▸ Défis:
1. D'après le texte extrait :
(a) Quel est le titre de l'estampe d'Hokusai ?
(b) Dans quel musée cette estampe se trouve-t-elle ?
(c) Par combien de bougies les veillées sont-elles éclairées ?
2. Quels sont tous les traits du visage que décrit le texte extrait ?
3. Pouvez-vous redonner le texte extrait de « Katsushika Hokusai, Oiwa, le » à « de chaque histoire. », en substituant « chandelles » à « bougies » ?

▸ Texte extrait:
***

Où l’on découvre qu’il vaut mieux ne pas trop parler des fantômes.
Katsushika Hokusai, Oiwa, le fantôme-lanterne, de la série Cent histoires de fantômes, vers 1826-1837, estampe, 19 x 26 cm, Minneapolis Institute of Art, Minneapolis
Voilà un inquiétant visage : de grands yeux désespérés, pas de nez, et un trou en guise de bouche… Surtout, cette tête effrayante semble avoir fusionné avec une lanterne de papier ! L’artiste Hokusai chercherait-il à nous faire peur ?
Eh oui, c’est bien son but ! Voici l’une des illustrations de sa série consacrée aux Cent histoires de fantômes. Au Japon, au début du 19e siècle, les histoires horrifiques ont la cote. On se rassemble en grandes veillées éclairées par cent bougies.
Les convives se racontent à tour de rôle d’effrayants récits de fantômes célèbres, en éteignant l’une des bougies à la fin de chaque histoire.

***

▸ Matériel fourni:
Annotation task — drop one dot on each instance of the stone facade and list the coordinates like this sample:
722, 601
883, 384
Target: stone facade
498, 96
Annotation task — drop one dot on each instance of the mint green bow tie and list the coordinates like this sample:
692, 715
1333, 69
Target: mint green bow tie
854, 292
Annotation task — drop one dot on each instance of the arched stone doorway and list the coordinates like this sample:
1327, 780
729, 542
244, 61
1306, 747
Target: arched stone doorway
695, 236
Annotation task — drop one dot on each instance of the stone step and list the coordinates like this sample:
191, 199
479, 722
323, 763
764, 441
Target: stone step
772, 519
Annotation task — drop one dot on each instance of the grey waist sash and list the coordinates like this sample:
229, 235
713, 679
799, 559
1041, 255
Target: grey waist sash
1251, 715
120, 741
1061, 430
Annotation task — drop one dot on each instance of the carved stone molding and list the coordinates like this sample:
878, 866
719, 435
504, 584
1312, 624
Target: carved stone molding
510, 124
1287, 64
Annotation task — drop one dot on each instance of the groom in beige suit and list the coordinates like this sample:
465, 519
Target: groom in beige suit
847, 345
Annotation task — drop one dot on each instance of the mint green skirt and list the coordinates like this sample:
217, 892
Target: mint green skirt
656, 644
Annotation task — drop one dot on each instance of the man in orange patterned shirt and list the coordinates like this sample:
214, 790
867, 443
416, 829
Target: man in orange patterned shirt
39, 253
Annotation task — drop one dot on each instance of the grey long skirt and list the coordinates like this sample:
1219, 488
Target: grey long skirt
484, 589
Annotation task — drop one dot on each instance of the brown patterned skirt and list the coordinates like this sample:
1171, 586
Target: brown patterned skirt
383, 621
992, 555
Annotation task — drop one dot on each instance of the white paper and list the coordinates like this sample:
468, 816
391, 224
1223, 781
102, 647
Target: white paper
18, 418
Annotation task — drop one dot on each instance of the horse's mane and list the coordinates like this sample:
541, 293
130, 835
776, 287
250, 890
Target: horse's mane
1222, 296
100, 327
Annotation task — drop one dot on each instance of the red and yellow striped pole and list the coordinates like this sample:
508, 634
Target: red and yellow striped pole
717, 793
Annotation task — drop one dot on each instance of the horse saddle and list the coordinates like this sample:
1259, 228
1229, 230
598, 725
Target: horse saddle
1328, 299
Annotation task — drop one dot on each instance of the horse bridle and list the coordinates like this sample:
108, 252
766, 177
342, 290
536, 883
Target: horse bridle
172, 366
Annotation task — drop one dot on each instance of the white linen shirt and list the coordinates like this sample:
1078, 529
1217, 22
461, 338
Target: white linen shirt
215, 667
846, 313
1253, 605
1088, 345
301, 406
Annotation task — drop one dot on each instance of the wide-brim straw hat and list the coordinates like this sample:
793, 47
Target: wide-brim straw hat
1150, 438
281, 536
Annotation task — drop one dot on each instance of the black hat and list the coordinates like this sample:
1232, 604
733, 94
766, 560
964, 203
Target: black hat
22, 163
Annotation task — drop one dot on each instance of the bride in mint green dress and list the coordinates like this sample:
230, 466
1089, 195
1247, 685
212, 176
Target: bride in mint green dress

***

▸ Réponses attendues:
1.
(a) Oiwa, le fantôme-lanterne
(b) Au Minneapolis Institute of Art, à Minneapolis
(c) Par cent bougies

2.
- de grands yeux désespérés
- pas de nez
- un trou en guise de bouche

3.
Katsushika Hokusai, Oiwa, le fantôme-lanterne, de la série Cent histoires de fantômes, vers 1826-1837, estampe, 19 x 26 cm, Minneapolis Institute of Art, Minneapolis
Voilà un inquiétant visage : de grands yeux désespérés, pas de nez, et un trou en guise de bouche… Surtout, cette tête effrayante semble avoir fusionné avec une lanterne de papier ! L’artiste Hokusai chercherait-il à nous faire peur ?
Eh oui, c’est bien son but ! Voici l’une des illustrations de sa série consacrée aux Cent histoires de fantômes. Au Japon, au début du 19e siècle, les histoires horrifiques ont la cote. On se rassemble en grandes veillées éclairées par cent chandelles.
Les convives se racontent à tour de rôle d’effrayants récits de fantômes célèbres, en éteignant l’une des chandelles à la fin de chaque histoire.